• **GIVEN INFORMATION**:
───

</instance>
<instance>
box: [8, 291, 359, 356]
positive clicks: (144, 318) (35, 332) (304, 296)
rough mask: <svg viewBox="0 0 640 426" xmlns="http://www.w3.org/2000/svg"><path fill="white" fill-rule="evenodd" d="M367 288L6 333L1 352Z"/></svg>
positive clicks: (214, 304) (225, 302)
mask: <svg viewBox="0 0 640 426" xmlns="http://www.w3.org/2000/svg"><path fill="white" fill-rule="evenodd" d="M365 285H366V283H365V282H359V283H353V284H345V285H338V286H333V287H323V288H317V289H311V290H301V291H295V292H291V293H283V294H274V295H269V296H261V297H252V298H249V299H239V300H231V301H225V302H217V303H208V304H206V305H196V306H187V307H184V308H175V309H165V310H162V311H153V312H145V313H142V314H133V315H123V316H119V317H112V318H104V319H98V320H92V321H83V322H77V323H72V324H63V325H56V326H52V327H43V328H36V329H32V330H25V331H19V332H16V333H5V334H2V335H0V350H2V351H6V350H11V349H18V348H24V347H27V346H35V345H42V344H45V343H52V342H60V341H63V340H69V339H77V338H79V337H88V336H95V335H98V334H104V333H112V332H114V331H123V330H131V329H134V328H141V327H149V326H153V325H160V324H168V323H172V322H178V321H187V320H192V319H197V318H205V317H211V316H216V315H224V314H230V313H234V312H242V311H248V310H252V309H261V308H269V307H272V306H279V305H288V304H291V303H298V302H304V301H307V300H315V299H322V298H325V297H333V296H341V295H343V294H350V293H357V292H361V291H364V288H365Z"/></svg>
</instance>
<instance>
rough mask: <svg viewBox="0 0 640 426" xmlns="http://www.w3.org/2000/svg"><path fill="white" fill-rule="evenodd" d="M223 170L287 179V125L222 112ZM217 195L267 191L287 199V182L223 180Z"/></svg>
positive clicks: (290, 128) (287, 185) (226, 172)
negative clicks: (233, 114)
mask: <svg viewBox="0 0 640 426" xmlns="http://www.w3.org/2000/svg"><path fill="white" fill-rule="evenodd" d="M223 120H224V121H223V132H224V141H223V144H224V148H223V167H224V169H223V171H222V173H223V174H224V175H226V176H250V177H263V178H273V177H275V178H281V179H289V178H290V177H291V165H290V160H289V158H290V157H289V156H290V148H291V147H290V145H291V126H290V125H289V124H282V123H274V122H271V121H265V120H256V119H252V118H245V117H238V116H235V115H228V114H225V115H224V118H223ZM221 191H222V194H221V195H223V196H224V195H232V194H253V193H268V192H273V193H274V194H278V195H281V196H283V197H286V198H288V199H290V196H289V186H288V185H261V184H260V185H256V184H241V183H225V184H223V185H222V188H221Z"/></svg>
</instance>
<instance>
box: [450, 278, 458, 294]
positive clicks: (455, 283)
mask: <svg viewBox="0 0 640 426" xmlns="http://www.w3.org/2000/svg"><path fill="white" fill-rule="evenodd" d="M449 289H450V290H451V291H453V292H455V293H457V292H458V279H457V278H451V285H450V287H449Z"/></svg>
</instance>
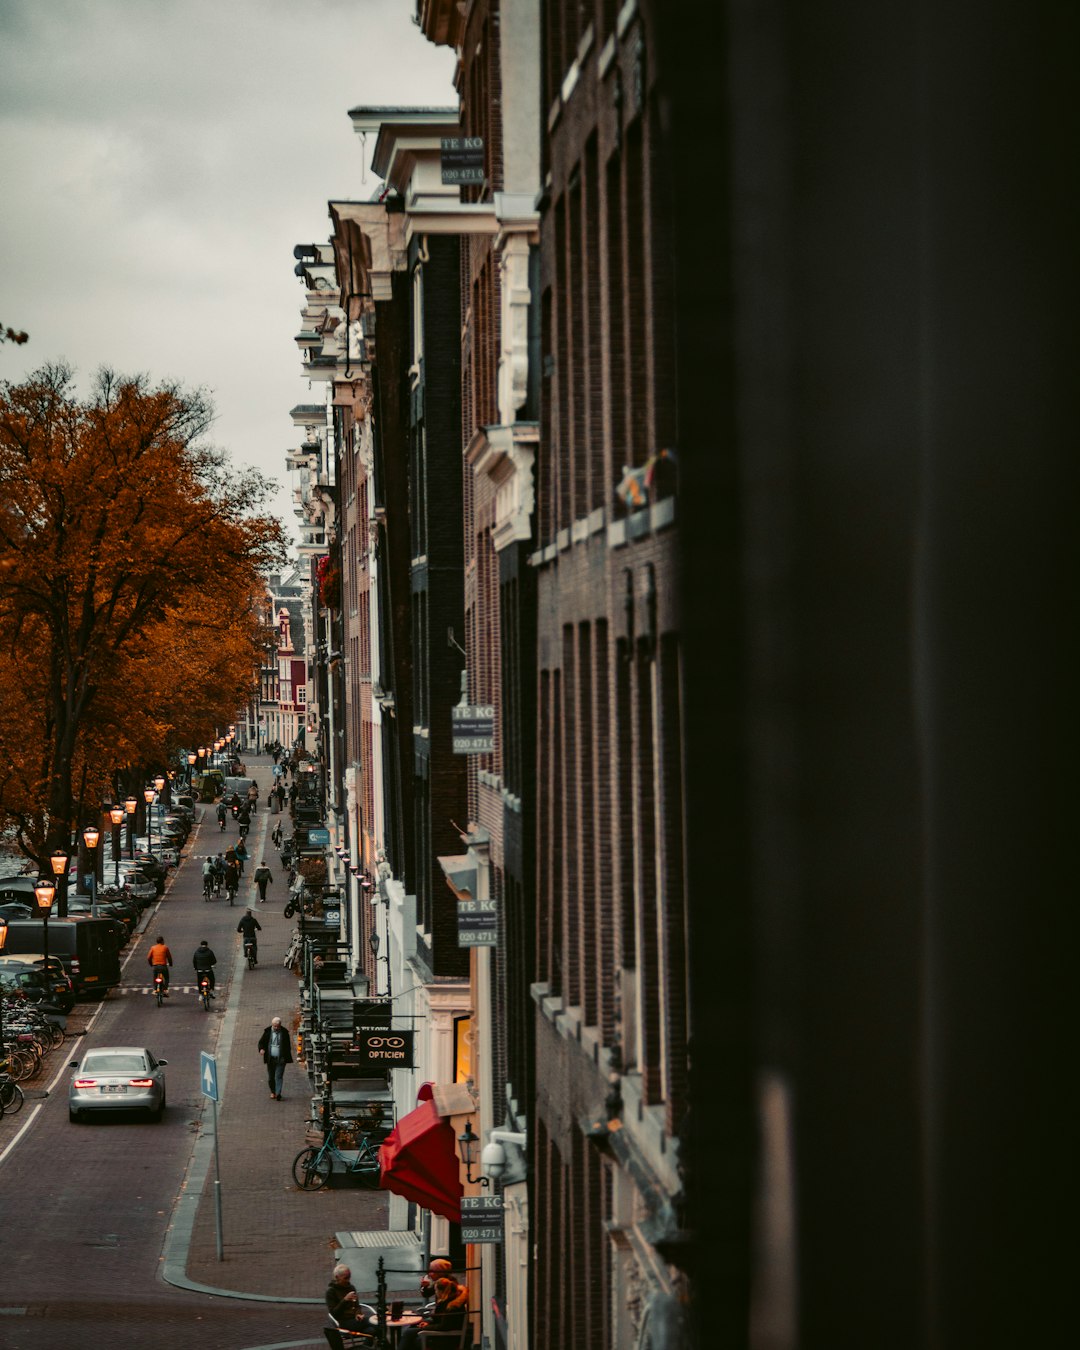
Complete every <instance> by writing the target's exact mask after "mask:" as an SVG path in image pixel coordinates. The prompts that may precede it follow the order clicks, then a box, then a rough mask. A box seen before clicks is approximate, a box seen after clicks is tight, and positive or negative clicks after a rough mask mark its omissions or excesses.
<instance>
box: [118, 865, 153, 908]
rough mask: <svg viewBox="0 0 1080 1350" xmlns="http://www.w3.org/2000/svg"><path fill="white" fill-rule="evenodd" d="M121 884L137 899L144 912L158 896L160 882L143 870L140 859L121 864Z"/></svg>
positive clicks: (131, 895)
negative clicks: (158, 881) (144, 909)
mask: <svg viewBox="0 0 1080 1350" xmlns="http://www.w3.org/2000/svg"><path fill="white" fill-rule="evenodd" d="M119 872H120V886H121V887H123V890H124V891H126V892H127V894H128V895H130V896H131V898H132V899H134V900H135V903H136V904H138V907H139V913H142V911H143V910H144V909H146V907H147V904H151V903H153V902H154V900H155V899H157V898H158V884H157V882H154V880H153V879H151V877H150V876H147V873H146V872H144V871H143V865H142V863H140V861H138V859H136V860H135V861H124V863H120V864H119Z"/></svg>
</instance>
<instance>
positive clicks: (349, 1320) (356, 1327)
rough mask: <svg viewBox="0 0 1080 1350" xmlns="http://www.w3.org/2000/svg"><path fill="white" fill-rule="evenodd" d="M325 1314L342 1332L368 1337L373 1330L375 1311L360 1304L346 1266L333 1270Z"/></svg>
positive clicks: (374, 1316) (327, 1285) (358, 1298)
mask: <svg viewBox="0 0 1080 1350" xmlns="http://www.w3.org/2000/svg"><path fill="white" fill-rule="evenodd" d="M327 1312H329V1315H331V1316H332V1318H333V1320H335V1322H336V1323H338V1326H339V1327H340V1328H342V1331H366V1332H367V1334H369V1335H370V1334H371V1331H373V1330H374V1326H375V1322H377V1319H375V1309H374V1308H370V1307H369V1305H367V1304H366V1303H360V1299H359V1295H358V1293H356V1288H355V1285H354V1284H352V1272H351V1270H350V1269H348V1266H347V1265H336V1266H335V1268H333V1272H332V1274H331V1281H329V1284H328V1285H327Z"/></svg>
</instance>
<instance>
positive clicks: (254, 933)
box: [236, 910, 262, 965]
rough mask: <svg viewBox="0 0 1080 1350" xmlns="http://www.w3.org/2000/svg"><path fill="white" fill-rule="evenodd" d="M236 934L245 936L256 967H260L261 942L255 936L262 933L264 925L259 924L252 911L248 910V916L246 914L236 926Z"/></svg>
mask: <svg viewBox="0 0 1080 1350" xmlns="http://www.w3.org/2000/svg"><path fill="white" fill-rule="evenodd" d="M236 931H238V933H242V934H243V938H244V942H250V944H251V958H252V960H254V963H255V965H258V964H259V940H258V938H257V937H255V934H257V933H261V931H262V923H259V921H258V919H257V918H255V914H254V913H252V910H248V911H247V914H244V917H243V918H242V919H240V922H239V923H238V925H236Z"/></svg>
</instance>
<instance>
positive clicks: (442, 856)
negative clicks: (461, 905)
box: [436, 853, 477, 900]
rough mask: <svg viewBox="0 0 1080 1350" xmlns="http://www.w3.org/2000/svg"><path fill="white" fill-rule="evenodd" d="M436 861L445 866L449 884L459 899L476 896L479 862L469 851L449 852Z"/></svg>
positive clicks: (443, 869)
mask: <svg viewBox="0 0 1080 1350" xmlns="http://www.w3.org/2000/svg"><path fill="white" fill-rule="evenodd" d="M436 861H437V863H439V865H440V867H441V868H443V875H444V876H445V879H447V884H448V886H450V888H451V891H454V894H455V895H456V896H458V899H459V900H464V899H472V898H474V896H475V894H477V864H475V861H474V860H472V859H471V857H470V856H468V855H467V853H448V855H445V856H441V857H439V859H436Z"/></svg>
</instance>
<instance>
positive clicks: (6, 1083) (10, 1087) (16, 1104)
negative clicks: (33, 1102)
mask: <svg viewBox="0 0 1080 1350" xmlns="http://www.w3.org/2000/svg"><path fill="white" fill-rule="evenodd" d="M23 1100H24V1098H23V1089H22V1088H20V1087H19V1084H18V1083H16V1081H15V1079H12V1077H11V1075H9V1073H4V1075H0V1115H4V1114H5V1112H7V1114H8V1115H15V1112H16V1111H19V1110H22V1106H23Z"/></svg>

───

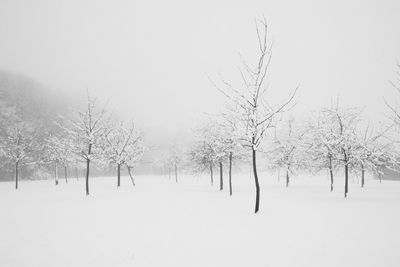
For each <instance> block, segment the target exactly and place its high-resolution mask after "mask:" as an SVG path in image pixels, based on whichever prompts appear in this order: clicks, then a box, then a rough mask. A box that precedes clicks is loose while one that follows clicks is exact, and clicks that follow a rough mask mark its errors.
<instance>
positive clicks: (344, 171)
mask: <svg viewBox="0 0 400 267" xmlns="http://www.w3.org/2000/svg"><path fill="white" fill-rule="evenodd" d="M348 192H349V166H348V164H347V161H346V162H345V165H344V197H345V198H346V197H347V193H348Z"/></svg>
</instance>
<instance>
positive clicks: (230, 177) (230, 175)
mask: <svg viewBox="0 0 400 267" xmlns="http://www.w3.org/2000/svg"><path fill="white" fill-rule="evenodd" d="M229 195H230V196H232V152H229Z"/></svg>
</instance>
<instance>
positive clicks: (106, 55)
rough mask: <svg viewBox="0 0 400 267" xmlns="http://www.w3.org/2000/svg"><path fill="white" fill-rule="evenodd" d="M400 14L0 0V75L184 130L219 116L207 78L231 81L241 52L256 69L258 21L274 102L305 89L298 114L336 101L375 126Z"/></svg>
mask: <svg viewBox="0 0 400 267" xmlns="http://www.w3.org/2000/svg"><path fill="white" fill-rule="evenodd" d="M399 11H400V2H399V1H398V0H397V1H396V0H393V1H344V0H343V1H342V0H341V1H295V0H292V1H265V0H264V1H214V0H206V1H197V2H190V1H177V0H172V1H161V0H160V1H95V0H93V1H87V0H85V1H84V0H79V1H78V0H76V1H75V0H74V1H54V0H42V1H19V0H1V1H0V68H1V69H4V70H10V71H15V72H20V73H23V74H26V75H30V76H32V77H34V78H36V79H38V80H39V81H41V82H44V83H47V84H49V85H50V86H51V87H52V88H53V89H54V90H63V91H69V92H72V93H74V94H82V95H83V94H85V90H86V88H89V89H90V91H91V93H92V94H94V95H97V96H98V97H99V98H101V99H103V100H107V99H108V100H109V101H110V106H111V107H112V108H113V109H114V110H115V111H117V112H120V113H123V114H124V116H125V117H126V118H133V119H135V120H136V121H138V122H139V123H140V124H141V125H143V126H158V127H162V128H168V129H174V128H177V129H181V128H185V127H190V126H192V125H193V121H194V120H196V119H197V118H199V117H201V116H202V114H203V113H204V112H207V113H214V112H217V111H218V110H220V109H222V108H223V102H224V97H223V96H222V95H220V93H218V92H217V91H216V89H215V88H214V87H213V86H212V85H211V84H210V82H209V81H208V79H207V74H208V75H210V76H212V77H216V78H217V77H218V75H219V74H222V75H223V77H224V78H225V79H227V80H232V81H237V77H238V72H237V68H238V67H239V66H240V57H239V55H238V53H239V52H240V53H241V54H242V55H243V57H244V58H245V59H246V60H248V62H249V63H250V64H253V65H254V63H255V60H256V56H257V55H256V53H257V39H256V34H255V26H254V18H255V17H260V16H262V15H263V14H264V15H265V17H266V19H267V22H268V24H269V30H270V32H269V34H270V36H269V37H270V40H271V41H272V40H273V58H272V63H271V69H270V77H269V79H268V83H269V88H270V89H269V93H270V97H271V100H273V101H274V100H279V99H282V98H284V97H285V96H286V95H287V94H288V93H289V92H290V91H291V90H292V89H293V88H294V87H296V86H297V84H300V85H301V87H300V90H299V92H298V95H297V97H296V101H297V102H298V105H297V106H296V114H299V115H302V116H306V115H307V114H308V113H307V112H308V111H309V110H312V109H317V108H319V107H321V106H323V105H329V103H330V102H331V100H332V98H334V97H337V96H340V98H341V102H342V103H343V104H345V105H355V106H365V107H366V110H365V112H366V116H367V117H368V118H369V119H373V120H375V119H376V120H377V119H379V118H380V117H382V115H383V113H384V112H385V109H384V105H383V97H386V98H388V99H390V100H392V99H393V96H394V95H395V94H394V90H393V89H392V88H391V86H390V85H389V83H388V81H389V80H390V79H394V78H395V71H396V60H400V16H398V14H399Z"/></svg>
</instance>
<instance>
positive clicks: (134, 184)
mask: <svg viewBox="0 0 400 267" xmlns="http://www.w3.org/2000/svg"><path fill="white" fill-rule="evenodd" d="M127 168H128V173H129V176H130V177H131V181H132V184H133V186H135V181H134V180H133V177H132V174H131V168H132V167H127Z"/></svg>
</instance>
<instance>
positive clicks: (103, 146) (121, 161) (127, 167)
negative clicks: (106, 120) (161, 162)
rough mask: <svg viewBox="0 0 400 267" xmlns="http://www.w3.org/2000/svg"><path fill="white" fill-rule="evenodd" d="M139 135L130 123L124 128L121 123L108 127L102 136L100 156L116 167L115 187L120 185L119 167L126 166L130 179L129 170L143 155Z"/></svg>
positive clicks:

───

• **WORK INSTRUCTIONS**: Copy out every line in the material above that contains the word "after".

• **SOLUTION BELOW**:
Complete every <instance> by writing the target's exact mask after "mask:" as an SVG path in image pixel coordinates. The prompts that may precede it follow the order clicks, then a box, then a rough mask. A box seen before clicks is approximate, a box seen after clicks is tight, and positive or negative clicks after a rough mask mark its omissions or excesses.
For each <instance> block, segment the target exactly and place its high-resolution mask after "mask:" as an SVG path in image pixels, based on whichever prompts appear in this order: clicks, then a box, then a rough mask. A box that precedes clicks is loose while one that follows clicks is exact, and clicks that follow a rough mask mark its errors.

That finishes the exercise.